::: 节选文本 :::
07-spark-stage-源码分析

stage 划分过程

基本概念说明

  • 没有父stage的stage 可以直接提交进行计算,因为没有依赖
  • 有父stage的stage,不可以直接提交进行计算,因为有依赖,必须等父stage处理完成后,才可以进行计算
  • org.apache.spark.scheduler.DAGScheduler-->handleMapStageSubmitted 中调用submitStage(finalStage),把最终的stage作为参数传递,注意handleMapStageSubmitted函数中,除了有 submitStage(finalStage)调用,还有submitWaitingStages()调用
  • submitStage(finalStage) 提交没有父stage 的stage,并把有父stage的stage递归加入到集合 waitingStages中
  • submitWaitingStages 循环提交集合中的stage,此时,集合中的所有的stage是有依赖关系的,并且他们的执行是有顺序的,因为后面的stage依赖前边的stage的计算

    stage 图解

    stage 提交源码分析

  • submiStage 源码分析

       /** Submits stage, but first recursively submits any missing parents.
        *  提交stage, 但是先递归提交,漏掉的stage(即依次递归父stage,从最顶层stage开始提交)
        */
        private def submitStage(stage: Stage) {
          val jobId = activeJobForStage(stage)
          if (jobId.isDefined) {
            logDebug("submitStage(" + stage + ")")
            if (!waitingStages(stage) && !runningStages(stage) && !failedStages(stage)) {
              //得到stage的直接父stages(可能是一个或多个)
              val missing = getMissingParentStages(stage).sortBy(_.id)
              logDebug("missing: " + missing)
              if (missing.isEmpty) {
                logInfo("Submitting " + stage + " (" + stage.rdd + "), which has no missing parents")
                //提交stage中的TaskSet
                submitMissingTasks(stage, jobId.get)
              } else {
                for (parent <- missing) {
                  submitStage(parent)
                }
                /**
                *因为有父stage,不能直接计算,所以都放到等待计算的stages中,此时不管先后顺序,因为计算的时候会先按stage的firstJobId排序
                */
                waitingStages += stage
              }
            }
          } else {
            abortStage(stage, "No active job for stage " + stage.id, None)
          }
        }
    
  • submitWaitingStages 源码分析
    /**
     * Check for waiting or failed stages which are now eligible for resubmission.
     * Ordinarily run on every iteration of the event loop.
     * 检查 待待的或失败的 stages 现在是适合重新提交
     * 通常对事件循环的每次迭代运行。
::: 已存数据行 :::
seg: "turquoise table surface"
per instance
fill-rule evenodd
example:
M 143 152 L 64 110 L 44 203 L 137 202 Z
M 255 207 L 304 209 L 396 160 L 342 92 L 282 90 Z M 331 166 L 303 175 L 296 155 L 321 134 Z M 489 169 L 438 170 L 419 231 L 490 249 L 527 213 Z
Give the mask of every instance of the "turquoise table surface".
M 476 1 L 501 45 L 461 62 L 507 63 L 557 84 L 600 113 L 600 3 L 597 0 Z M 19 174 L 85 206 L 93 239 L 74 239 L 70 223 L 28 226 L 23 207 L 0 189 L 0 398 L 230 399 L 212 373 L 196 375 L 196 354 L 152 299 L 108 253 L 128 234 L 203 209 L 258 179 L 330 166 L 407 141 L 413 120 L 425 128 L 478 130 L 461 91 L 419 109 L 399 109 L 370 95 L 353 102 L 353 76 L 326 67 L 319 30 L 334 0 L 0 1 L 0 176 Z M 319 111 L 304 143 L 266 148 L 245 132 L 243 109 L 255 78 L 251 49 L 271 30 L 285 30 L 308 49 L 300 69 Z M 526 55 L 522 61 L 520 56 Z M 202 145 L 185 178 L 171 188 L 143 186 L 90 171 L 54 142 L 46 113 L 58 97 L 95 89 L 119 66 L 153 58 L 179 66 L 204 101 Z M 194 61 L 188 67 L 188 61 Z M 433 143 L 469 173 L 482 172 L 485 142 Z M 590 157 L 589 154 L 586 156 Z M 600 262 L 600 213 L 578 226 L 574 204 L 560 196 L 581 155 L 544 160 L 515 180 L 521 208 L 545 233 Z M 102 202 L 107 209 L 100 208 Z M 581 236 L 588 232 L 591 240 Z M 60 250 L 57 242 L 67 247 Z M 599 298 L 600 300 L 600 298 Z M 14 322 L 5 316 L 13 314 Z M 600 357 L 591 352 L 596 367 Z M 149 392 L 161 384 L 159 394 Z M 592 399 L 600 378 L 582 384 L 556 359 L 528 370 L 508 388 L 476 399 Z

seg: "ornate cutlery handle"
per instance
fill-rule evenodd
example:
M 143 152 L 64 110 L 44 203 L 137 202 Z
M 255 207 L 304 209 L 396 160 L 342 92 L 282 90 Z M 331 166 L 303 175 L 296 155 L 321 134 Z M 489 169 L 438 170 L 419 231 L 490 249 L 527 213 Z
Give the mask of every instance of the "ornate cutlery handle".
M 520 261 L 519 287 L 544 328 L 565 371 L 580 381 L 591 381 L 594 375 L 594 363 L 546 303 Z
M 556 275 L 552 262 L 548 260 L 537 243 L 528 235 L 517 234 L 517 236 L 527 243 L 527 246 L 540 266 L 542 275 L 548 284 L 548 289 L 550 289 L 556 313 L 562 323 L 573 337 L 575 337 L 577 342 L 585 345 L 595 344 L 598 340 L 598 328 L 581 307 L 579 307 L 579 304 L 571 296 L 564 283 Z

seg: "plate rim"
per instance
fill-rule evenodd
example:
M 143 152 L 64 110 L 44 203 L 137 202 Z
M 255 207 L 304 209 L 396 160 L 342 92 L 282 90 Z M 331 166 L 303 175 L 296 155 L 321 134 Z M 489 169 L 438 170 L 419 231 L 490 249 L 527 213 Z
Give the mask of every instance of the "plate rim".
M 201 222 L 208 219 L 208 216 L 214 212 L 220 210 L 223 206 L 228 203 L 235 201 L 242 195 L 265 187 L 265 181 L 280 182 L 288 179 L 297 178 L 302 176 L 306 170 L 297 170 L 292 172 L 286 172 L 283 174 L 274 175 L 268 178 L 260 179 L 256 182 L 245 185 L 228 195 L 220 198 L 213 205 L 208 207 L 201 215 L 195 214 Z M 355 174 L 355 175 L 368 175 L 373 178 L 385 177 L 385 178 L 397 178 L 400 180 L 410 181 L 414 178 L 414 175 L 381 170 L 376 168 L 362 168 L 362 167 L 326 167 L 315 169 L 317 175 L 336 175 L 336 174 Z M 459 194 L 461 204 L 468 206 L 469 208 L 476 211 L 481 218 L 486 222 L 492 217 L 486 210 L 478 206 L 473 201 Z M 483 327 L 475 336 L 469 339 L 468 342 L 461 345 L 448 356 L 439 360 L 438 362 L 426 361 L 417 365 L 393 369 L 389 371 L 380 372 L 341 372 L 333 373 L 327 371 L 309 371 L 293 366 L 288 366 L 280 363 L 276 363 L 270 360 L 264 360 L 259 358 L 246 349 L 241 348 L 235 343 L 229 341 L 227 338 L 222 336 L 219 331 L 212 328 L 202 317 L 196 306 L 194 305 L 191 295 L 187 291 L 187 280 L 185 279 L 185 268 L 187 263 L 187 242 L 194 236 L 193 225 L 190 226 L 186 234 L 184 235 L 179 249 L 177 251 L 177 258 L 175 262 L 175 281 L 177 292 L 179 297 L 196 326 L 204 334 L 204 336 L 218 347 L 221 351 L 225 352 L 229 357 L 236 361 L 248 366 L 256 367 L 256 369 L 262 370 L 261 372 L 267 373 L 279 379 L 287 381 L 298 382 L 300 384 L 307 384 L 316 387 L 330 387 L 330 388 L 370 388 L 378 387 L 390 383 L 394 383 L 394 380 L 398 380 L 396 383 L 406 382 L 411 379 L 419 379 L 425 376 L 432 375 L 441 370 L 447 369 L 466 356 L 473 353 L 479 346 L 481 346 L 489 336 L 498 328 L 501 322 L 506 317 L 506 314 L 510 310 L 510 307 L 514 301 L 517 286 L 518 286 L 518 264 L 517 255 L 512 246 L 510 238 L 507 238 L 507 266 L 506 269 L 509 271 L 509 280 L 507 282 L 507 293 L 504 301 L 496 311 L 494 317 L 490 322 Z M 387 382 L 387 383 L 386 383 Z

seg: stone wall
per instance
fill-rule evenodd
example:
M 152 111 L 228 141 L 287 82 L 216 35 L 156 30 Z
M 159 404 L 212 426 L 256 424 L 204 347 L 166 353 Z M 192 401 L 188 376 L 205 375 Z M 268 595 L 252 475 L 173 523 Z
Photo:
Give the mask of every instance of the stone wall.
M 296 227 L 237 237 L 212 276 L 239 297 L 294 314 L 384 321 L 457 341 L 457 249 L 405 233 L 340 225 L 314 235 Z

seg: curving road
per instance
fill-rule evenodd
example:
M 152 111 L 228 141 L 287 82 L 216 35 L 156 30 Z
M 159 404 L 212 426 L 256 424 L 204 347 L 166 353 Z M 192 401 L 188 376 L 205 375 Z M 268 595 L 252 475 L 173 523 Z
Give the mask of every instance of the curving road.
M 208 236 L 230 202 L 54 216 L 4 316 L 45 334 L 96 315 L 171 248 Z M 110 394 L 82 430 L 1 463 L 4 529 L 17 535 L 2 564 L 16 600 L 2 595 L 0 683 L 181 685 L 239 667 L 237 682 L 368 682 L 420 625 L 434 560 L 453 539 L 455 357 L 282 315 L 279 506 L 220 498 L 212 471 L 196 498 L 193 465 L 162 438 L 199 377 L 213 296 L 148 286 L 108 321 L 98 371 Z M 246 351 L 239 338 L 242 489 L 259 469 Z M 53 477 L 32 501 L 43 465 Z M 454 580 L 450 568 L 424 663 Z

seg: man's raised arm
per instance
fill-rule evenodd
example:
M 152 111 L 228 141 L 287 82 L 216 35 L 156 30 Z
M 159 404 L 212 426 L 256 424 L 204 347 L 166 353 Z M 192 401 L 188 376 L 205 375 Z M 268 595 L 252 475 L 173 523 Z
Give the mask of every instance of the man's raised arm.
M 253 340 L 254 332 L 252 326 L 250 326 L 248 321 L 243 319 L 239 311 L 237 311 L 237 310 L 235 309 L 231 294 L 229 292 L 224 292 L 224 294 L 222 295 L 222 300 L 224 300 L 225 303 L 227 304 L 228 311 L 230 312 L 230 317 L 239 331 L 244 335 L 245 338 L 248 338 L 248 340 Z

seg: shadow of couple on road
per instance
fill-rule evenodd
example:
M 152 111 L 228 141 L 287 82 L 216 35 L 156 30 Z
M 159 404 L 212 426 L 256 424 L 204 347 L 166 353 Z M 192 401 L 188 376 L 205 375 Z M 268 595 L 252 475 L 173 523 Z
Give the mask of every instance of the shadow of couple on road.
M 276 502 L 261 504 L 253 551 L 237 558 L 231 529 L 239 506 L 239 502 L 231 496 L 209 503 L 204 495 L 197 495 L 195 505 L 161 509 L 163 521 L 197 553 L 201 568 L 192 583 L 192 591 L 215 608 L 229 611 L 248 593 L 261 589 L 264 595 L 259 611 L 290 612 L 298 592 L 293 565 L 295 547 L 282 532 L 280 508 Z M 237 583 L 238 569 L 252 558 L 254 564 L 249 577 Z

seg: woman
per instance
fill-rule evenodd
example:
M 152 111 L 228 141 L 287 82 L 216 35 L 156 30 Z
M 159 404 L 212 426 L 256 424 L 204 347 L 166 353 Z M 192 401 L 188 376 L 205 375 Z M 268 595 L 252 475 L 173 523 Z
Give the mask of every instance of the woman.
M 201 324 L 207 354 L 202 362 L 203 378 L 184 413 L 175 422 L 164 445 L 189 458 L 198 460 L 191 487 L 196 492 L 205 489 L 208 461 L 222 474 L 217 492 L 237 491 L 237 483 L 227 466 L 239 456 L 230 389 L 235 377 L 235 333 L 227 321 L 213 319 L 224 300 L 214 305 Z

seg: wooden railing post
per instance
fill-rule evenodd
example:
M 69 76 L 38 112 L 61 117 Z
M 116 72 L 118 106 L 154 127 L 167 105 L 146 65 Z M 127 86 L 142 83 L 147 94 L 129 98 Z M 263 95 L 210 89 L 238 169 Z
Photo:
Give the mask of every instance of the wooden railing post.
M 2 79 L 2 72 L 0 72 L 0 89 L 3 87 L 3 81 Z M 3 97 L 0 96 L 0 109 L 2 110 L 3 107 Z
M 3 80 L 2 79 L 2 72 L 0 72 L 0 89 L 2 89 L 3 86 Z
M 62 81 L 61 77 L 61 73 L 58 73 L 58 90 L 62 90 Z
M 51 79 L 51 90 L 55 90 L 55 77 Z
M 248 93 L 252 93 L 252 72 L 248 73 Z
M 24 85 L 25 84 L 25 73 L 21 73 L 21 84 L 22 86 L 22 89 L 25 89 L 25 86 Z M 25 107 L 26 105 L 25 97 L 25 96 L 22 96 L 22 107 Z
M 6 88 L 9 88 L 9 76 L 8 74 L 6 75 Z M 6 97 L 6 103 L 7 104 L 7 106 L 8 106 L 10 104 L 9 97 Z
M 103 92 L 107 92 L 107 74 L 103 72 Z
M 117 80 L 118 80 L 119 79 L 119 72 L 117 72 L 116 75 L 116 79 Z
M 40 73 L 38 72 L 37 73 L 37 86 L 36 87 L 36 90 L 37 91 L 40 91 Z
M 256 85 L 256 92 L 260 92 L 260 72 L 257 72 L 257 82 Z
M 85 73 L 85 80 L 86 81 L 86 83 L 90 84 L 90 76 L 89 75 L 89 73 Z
:::
• **待办任务**:
1: 根据节选文本回答:
(a) 没有父stage的stage为什么可以直接提交计算?
(b) 在submitStage中,missing为空时调用哪个函数提交stage中的TaskSet?
(c) 在submitStage中,jobId未定义时调用的是哪个函数?
2: 数据行中有多少行含有字符串“stone”?请统计并只给出数字。

• **输出结果**:
1:
(a) 因为没有依赖。
(b) submitMissingTasks(stage, jobId.get)。
(c) abortStage(stage, "No active job for stage " + stage.id, None)。

2: 2